Extract exactly the range of lines bounded by the line containing "Where can you spot the metal fence" and the final line of the listing, both ends included, and no other lines.

Start of INPUT FOR THIS TASK

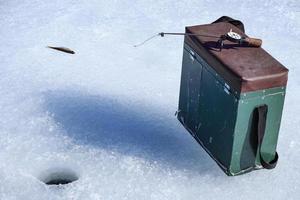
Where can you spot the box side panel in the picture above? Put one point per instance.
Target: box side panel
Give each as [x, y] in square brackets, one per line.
[207, 108]
[189, 91]
[217, 118]
[245, 154]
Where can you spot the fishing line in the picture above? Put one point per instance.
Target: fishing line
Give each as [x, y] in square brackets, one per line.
[162, 34]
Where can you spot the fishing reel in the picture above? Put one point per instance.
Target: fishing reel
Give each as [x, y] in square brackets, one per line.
[238, 39]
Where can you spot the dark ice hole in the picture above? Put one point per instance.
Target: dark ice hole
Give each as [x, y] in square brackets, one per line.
[59, 177]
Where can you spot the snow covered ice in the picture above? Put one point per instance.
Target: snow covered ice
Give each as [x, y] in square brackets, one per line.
[107, 112]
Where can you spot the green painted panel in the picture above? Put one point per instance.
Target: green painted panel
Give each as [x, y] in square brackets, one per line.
[223, 121]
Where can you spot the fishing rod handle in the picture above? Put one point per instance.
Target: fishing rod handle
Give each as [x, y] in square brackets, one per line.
[253, 42]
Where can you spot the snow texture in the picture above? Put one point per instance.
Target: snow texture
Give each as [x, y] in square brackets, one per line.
[107, 112]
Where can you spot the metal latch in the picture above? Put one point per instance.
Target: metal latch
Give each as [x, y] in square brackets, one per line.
[227, 88]
[192, 55]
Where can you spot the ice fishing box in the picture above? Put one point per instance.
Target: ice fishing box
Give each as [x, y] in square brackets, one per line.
[231, 100]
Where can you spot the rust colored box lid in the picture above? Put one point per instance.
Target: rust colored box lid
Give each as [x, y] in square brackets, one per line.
[244, 68]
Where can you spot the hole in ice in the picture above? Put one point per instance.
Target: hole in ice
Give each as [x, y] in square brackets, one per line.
[59, 177]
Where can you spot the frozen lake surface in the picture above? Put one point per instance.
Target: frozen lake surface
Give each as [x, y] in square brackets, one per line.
[106, 114]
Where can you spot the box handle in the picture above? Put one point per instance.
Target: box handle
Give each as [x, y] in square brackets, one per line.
[261, 126]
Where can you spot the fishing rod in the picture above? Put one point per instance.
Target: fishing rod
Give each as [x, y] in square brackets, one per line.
[230, 36]
[162, 34]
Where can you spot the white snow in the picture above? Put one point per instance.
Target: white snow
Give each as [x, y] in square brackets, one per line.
[107, 112]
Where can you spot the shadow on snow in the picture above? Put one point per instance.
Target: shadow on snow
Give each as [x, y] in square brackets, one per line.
[108, 123]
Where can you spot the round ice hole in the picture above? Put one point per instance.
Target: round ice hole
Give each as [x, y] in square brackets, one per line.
[59, 176]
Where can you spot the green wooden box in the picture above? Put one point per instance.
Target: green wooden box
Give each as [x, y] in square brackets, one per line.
[221, 96]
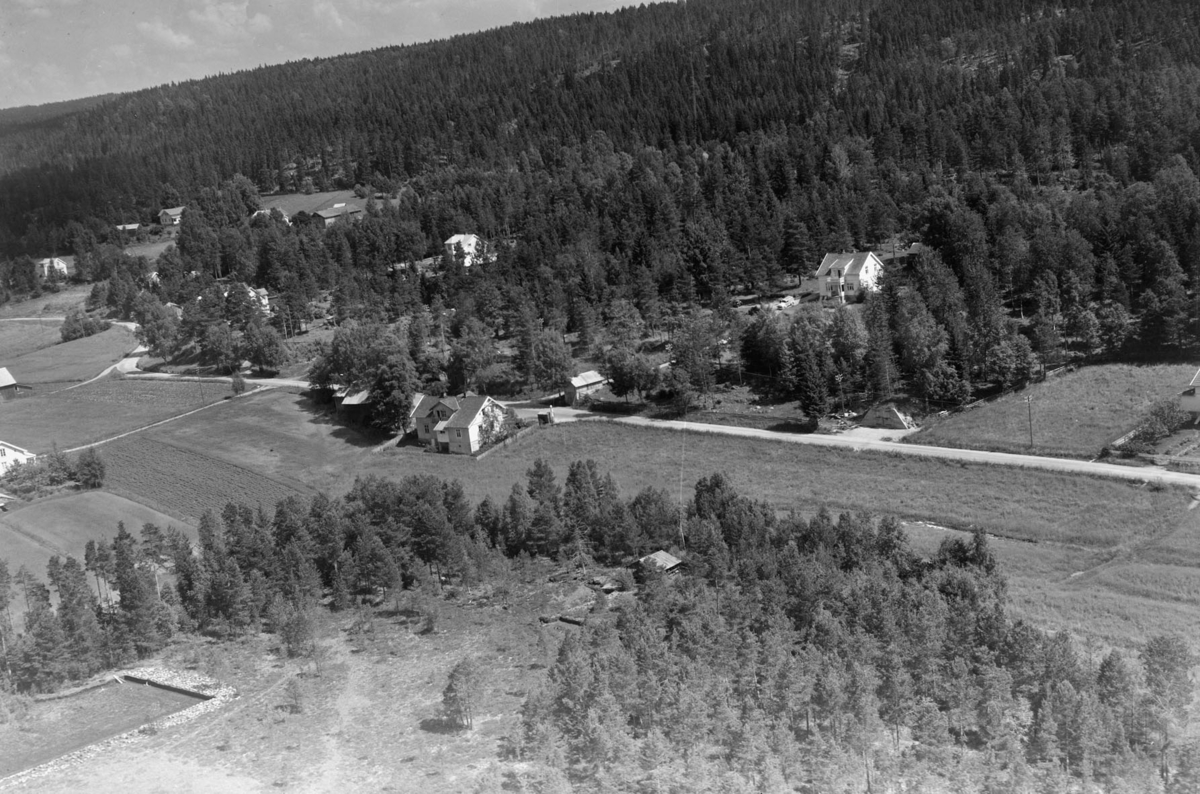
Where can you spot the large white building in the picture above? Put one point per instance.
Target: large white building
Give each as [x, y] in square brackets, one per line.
[843, 276]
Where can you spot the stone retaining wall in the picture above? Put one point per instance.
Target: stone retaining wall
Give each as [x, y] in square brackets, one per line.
[214, 695]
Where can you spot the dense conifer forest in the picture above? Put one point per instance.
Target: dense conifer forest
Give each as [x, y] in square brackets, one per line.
[633, 173]
[791, 653]
[667, 157]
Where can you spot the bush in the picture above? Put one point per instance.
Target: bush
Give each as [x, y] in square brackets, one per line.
[90, 469]
[1163, 419]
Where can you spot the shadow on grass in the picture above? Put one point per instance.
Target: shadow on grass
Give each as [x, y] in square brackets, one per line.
[439, 726]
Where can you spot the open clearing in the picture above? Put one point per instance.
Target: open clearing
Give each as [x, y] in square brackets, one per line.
[19, 337]
[186, 481]
[72, 361]
[1074, 415]
[1050, 535]
[280, 434]
[61, 726]
[33, 533]
[99, 410]
[52, 304]
[370, 719]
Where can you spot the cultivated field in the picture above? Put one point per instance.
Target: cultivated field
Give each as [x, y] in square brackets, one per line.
[370, 716]
[48, 304]
[186, 481]
[63, 726]
[1059, 527]
[33, 533]
[72, 361]
[99, 410]
[1074, 415]
[19, 337]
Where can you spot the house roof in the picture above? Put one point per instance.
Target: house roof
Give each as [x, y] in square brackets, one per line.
[850, 264]
[663, 560]
[468, 410]
[337, 211]
[430, 402]
[587, 378]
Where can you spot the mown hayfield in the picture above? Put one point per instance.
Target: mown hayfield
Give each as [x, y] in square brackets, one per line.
[99, 410]
[63, 726]
[73, 361]
[185, 481]
[280, 434]
[33, 533]
[1050, 530]
[1074, 415]
[19, 337]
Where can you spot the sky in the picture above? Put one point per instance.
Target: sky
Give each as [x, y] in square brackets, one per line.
[64, 49]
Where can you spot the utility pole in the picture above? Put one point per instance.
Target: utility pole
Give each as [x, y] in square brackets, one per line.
[683, 446]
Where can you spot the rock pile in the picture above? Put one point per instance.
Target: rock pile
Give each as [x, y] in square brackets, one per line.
[217, 696]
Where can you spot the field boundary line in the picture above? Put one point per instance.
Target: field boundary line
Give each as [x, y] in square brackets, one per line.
[978, 457]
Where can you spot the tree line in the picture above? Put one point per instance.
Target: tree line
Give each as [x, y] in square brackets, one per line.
[792, 651]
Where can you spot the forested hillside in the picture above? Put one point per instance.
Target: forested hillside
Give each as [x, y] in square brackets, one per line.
[791, 655]
[669, 156]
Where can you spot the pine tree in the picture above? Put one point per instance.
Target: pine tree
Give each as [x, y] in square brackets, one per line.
[463, 691]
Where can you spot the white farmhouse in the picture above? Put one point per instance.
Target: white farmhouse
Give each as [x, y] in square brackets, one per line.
[844, 276]
[54, 264]
[1188, 398]
[473, 248]
[11, 456]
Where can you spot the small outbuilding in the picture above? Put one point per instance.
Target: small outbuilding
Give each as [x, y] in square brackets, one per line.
[1188, 398]
[583, 384]
[661, 561]
[887, 416]
[11, 456]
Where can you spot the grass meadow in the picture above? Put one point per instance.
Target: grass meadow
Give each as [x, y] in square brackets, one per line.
[34, 533]
[281, 435]
[1074, 415]
[47, 304]
[72, 361]
[186, 482]
[99, 410]
[21, 337]
[369, 714]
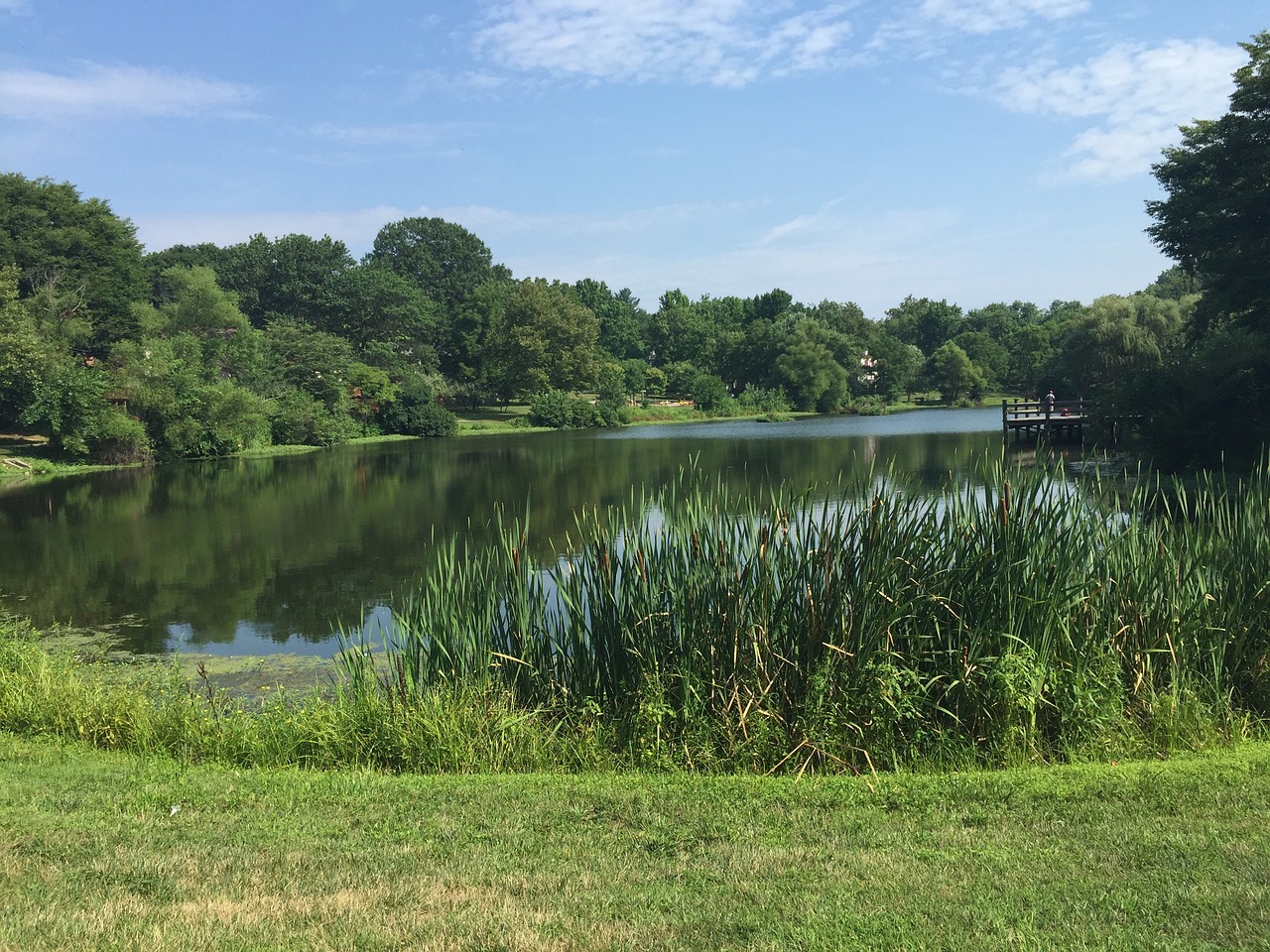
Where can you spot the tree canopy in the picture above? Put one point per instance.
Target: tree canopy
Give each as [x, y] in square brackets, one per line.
[1215, 217]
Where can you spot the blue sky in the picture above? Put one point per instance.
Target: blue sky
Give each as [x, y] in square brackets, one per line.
[970, 150]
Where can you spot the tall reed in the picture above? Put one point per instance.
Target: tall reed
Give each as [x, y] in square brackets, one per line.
[1015, 617]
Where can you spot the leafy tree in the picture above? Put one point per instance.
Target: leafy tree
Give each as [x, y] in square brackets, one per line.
[680, 331]
[924, 322]
[767, 307]
[897, 367]
[810, 372]
[414, 412]
[1118, 338]
[1213, 220]
[559, 411]
[846, 318]
[708, 393]
[953, 373]
[67, 403]
[312, 361]
[375, 304]
[294, 277]
[611, 382]
[23, 353]
[988, 354]
[620, 317]
[77, 249]
[448, 264]
[1001, 321]
[1175, 284]
[202, 255]
[547, 339]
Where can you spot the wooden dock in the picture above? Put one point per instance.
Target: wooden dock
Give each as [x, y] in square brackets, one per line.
[1035, 419]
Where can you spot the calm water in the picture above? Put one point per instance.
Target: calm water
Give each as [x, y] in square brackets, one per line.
[266, 555]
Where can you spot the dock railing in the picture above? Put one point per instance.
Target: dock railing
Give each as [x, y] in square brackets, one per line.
[1057, 417]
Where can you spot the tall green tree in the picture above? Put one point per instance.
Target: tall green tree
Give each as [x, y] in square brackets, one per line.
[1214, 218]
[924, 322]
[544, 340]
[619, 315]
[953, 375]
[294, 276]
[1116, 340]
[79, 263]
[23, 353]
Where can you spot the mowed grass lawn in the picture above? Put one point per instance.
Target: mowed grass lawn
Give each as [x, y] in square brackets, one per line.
[111, 851]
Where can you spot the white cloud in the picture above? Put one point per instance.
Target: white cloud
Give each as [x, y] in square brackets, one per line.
[720, 42]
[100, 91]
[1139, 95]
[991, 16]
[436, 137]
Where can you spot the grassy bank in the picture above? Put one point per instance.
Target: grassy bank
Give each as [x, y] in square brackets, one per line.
[109, 851]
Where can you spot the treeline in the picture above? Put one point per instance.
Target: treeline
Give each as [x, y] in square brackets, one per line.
[202, 350]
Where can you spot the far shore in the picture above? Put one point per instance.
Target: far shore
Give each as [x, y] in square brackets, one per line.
[26, 457]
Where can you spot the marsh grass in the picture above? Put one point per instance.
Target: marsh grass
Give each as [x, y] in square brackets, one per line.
[158, 710]
[1014, 620]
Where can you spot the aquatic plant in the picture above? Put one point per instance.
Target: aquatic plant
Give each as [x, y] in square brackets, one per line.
[1012, 619]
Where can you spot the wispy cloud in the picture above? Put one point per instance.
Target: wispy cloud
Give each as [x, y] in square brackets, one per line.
[434, 137]
[717, 42]
[992, 16]
[1139, 95]
[931, 27]
[103, 91]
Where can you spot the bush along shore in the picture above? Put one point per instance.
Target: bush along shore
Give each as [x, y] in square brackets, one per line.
[1023, 620]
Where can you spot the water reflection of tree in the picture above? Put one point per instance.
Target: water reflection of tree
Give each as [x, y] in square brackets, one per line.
[295, 543]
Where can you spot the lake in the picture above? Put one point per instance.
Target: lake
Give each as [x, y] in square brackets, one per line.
[262, 556]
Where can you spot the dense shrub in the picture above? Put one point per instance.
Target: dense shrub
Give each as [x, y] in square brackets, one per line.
[559, 411]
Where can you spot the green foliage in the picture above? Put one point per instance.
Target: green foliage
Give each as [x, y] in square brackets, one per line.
[23, 353]
[925, 324]
[808, 371]
[1115, 341]
[952, 372]
[708, 393]
[77, 261]
[68, 402]
[544, 339]
[885, 631]
[416, 412]
[299, 417]
[620, 318]
[562, 412]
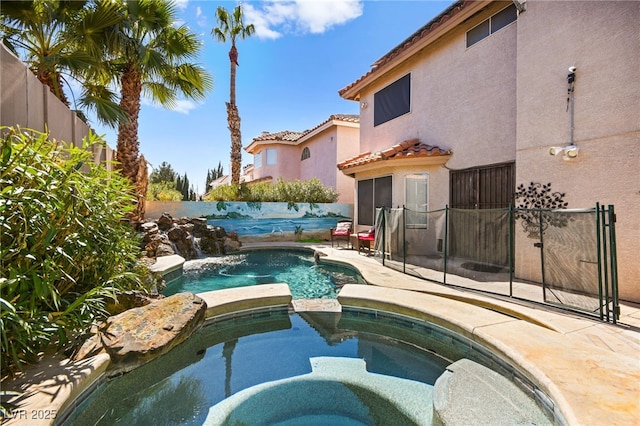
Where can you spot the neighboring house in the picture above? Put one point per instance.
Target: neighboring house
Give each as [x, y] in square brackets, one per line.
[310, 154]
[469, 106]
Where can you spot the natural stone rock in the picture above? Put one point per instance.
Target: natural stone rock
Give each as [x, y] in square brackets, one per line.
[130, 300]
[139, 335]
[164, 250]
[149, 228]
[187, 238]
[231, 245]
[165, 222]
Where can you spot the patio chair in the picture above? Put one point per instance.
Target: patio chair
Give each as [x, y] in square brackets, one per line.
[342, 231]
[365, 239]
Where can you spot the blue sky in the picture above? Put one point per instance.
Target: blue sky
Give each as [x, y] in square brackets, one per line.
[290, 72]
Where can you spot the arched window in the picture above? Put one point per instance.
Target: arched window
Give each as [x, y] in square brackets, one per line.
[305, 154]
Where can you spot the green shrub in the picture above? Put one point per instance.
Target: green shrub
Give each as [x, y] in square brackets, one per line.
[310, 191]
[63, 248]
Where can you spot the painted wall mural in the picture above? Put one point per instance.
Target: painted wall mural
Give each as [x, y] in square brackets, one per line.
[256, 218]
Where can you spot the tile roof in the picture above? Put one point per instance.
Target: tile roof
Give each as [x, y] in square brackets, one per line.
[285, 135]
[411, 40]
[411, 148]
[290, 136]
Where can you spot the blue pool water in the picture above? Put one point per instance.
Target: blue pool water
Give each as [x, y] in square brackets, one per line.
[225, 358]
[306, 277]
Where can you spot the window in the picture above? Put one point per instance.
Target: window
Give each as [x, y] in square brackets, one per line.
[492, 25]
[392, 101]
[416, 200]
[305, 154]
[373, 193]
[272, 156]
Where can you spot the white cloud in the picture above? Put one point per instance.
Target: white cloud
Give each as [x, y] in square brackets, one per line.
[184, 106]
[181, 4]
[201, 18]
[272, 19]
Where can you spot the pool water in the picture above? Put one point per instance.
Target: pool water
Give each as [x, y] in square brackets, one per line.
[307, 279]
[225, 358]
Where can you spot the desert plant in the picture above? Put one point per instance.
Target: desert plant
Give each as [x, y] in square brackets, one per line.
[64, 249]
[163, 191]
[292, 192]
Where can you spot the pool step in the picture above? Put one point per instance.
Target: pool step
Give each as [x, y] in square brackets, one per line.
[322, 305]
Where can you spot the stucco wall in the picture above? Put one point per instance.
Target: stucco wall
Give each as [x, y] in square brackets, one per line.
[327, 148]
[287, 164]
[602, 40]
[322, 163]
[27, 103]
[461, 99]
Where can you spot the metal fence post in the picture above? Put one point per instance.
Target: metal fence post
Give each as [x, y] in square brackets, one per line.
[605, 264]
[511, 249]
[446, 242]
[544, 285]
[614, 263]
[404, 239]
[599, 255]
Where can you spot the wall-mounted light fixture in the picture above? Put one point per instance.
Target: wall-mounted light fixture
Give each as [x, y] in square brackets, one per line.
[555, 150]
[570, 151]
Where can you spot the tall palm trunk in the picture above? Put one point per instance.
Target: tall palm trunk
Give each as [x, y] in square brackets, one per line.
[127, 151]
[54, 82]
[233, 118]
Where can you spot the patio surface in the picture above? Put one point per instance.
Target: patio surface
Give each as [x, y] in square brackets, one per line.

End of INPUT FOR THIS TASK

- [SOLUTION TO THIS PROBLEM]:
Where can you spot the metal fence post in the picture above? Put one point per instance.
Target: metal fence post
Give each as [x, y] in square brackets, one per line.
[605, 264]
[511, 249]
[446, 242]
[544, 285]
[614, 263]
[404, 239]
[599, 255]
Where can you spot the wall-mounted light fixture in the picture above? Put one point per instance.
Target: wall-mounted light fixture
Give each as [x, y] in square brackets, one per line.
[555, 150]
[570, 151]
Where can you spot the tall palm trunk in the picture above? Put one point per instance.
Target: tall palm trunk
Give each as [x, y] in square brackets, one per line.
[127, 151]
[54, 82]
[233, 118]
Where can you spot the patio surface in the picture above? Put one point per instance.
Target: patio surface
Give each as [x, y] in square brackets, one per line.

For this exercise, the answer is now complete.